### [Фрагмент текста]

Жизнь твоя, по тому судя, как ты яйца покупал и как сейчас же ненатурально себя обругал почти, тоже мне нравиться не может [230] . Ломанье, и вечное ломанье себя. Зачем? Лучше ли это, всякое яйцо глотать с горечью к себе. До этого яйца еще столько работы настоящей, душевной, по отношению к себе и ко всем, с кем связана жизнь».
«У тебя лучше нашего. Что касается меня, я утратила свою осеннюю ясность, – это я вижу по тому, что как я стала в прежние условия разлуки и переписки с тобой, так, проверив себя, я вижу, что уже несусь по другому течению, что балы, гости, комплименты, сказанные мне, Танино стремление на бал, мои собственные мечты о костюме Тани и о том, как будут говорить обо мне; разговоры дяди Кости и Madame Semon и проч. и проч., – все это меня охватывает, и я погибаю. Мне даже не грустно это, и это хуже всего».
Не в минуту озлобленности, а в момент приязни намечены все пункты расхождения.
Положение становится безнадежным. Нет ничего объединяющего, все держится только на обоюдном желании мира, но одного желания недостаточно, с трудом создаваемая гармония – только внешняя, и постоянные перебои предрешены.

### [Предоставленный список]
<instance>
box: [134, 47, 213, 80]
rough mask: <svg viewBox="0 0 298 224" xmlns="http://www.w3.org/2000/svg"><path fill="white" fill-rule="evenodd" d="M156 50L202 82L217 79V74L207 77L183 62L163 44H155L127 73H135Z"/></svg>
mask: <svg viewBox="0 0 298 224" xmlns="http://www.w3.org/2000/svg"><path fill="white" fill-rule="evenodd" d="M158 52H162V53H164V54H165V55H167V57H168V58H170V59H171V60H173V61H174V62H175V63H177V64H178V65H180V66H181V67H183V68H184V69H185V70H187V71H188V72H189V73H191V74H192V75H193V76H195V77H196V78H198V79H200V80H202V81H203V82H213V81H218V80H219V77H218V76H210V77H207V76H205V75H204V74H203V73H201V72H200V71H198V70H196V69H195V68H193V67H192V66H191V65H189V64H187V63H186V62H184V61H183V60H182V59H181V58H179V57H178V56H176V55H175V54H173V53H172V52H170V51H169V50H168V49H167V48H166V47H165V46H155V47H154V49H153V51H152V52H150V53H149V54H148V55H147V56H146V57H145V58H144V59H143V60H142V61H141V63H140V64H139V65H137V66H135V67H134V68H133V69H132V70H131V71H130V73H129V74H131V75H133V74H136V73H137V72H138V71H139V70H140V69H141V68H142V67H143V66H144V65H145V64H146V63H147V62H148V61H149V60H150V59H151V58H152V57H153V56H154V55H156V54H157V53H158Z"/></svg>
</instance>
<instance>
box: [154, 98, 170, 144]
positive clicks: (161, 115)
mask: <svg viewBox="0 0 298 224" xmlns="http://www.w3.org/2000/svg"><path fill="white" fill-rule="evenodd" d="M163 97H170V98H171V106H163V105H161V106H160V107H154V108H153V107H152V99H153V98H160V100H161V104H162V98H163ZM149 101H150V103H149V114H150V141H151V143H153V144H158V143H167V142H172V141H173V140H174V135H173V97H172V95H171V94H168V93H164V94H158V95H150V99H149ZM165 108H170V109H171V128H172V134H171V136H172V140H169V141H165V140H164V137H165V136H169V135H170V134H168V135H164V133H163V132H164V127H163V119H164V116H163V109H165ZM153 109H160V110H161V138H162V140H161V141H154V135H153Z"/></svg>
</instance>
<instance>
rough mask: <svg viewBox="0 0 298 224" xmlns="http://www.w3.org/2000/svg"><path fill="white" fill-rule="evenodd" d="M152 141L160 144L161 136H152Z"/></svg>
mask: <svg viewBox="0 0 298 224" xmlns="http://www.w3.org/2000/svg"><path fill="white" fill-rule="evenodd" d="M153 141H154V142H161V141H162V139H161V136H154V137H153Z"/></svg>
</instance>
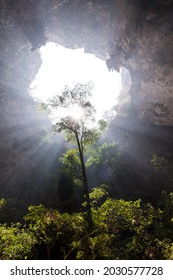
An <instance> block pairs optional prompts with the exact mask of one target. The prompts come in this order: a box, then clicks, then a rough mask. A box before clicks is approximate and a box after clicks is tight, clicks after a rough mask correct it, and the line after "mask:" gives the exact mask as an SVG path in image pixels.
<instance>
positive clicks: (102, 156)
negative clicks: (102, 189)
mask: <svg viewBox="0 0 173 280" xmlns="http://www.w3.org/2000/svg"><path fill="white" fill-rule="evenodd" d="M90 154H91V156H90V157H89V158H88V160H87V162H86V166H87V167H90V168H92V170H94V171H95V173H96V174H99V176H101V179H102V181H104V182H105V183H109V182H110V181H111V180H113V178H114V177H115V176H116V175H117V174H119V172H120V170H121V168H122V167H123V161H122V157H121V152H120V149H119V146H118V143H115V142H112V143H104V144H103V145H101V146H97V148H95V149H93V150H91V152H90Z"/></svg>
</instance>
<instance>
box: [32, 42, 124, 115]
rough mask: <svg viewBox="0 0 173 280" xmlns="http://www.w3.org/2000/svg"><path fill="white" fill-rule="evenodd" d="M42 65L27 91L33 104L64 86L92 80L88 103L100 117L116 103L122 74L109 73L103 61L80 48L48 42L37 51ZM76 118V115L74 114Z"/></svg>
mask: <svg viewBox="0 0 173 280" xmlns="http://www.w3.org/2000/svg"><path fill="white" fill-rule="evenodd" d="M40 54H41V59H42V65H41V68H40V70H39V72H38V74H37V75H36V78H35V80H34V81H33V82H32V83H31V85H30V88H29V92H30V94H31V96H32V97H33V98H34V99H35V100H36V101H43V102H46V100H47V99H48V98H50V97H53V96H54V95H56V94H58V93H61V91H62V90H63V88H64V86H65V85H69V86H71V85H73V84H75V83H78V82H79V83H87V82H89V81H93V83H94V89H93V92H92V94H93V96H92V98H91V100H90V101H91V102H92V104H93V105H94V107H95V109H96V113H97V118H101V117H102V116H103V114H104V112H105V111H109V110H110V109H111V108H112V107H113V106H114V105H115V104H116V101H117V97H118V95H119V93H120V90H121V74H120V73H118V72H116V71H113V72H109V71H108V69H107V66H106V63H105V61H103V60H100V59H98V58H97V57H95V56H94V55H92V54H86V53H84V50H83V49H76V50H71V49H66V48H64V47H62V46H59V45H56V44H54V43H47V44H46V46H43V47H41V49H40ZM74 115H75V114H74Z"/></svg>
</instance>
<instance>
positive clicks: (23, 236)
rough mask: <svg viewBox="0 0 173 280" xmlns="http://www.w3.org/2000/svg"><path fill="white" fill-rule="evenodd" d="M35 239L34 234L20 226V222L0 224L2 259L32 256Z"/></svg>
mask: <svg viewBox="0 0 173 280" xmlns="http://www.w3.org/2000/svg"><path fill="white" fill-rule="evenodd" d="M35 243H36V240H35V237H34V235H33V234H32V233H31V232H29V231H28V230H26V229H25V228H21V224H19V223H17V224H12V226H11V227H8V226H7V225H6V224H3V225H0V255H1V259H2V260H18V259H19V260H22V259H28V258H31V257H32V249H33V246H34V245H35Z"/></svg>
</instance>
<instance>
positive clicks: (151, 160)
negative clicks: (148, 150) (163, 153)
mask: <svg viewBox="0 0 173 280" xmlns="http://www.w3.org/2000/svg"><path fill="white" fill-rule="evenodd" d="M151 163H152V165H153V167H154V169H155V170H156V171H157V172H161V173H162V174H167V172H168V169H169V168H170V166H169V163H168V161H167V159H166V158H165V157H164V156H158V155H156V154H154V155H153V156H152V159H151Z"/></svg>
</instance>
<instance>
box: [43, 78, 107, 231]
mask: <svg viewBox="0 0 173 280" xmlns="http://www.w3.org/2000/svg"><path fill="white" fill-rule="evenodd" d="M92 88H93V85H92V83H87V84H84V85H83V84H80V83H78V84H76V85H74V86H73V87H68V86H66V87H65V88H64V90H63V91H62V93H61V94H60V95H56V96H54V97H53V98H52V99H50V100H49V102H48V104H47V105H46V107H47V108H48V109H49V111H50V113H51V115H52V118H53V120H54V125H53V130H54V131H55V132H63V133H64V135H65V139H66V140H67V142H70V143H73V144H76V146H77V149H78V153H79V158H80V166H81V177H82V180H83V184H84V191H85V196H86V210H87V221H88V224H89V226H92V215H91V204H90V197H89V186H88V178H87V173H86V167H85V158H84V153H85V152H86V150H87V149H89V148H91V147H92V146H93V145H94V144H96V143H97V140H98V139H99V137H100V136H101V133H102V131H103V130H104V128H105V126H106V123H105V122H104V121H103V120H101V121H99V122H96V119H95V113H96V111H95V109H94V107H93V105H92V104H91V102H90V97H91V92H92ZM96 124H97V126H96Z"/></svg>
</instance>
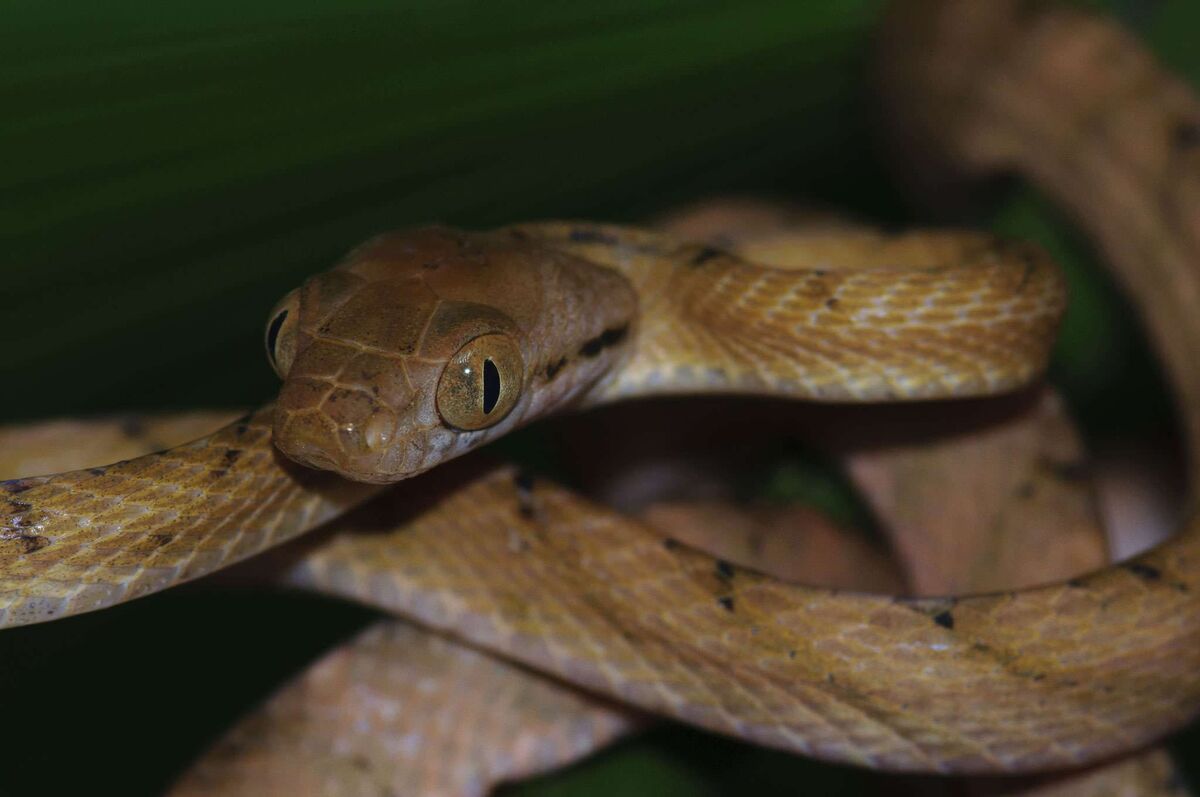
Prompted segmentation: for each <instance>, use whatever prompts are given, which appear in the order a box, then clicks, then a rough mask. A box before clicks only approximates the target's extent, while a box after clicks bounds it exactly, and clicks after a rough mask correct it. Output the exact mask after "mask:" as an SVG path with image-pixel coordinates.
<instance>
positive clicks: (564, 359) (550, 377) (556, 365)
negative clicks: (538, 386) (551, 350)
mask: <svg viewBox="0 0 1200 797" xmlns="http://www.w3.org/2000/svg"><path fill="white" fill-rule="evenodd" d="M565 365H566V358H565V356H560V358H558V361H557V362H551V364H550V365H547V366H546V380H547V382H548V380H551V379H553V378H554V377H557V376H558V372H559V371H562V370H563V366H565Z"/></svg>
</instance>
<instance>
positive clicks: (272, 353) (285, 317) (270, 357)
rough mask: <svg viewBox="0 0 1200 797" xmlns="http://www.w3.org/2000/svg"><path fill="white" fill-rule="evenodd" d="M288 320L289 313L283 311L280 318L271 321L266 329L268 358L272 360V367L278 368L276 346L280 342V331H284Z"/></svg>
mask: <svg viewBox="0 0 1200 797" xmlns="http://www.w3.org/2000/svg"><path fill="white" fill-rule="evenodd" d="M287 319H288V311H287V310H284V311H282V312H281V313H280V314H278V316H276V317H275V318H272V319H271V325H270V326H268V328H266V356H269V358H271V365H272V366H276V367H277V366H278V362H276V361H275V344H276V343H277V342H278V340H280V330H281V329H283V322H286V320H287Z"/></svg>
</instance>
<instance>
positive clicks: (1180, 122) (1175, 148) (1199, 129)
mask: <svg viewBox="0 0 1200 797" xmlns="http://www.w3.org/2000/svg"><path fill="white" fill-rule="evenodd" d="M1171 144H1172V145H1174V146H1175V149H1177V150H1189V149H1193V148H1195V146H1200V122H1195V121H1181V122H1180V124H1177V125H1176V126H1175V130H1174V131H1171Z"/></svg>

### [Что требуется]
Перепишите из фрагмента текста без изменений отрывок между словами «Положение становится безнадежным.» и «постоянные перебои предрешены.», включая оба.

### [Ваше решение]
Положение становится безнадежным. Нет ничего объединяющего, все держится только на обоюдном желании мира, но одного желания недостаточно, с трудом создаваемая гармония – только внешняя, и постоянные перебои предрешены.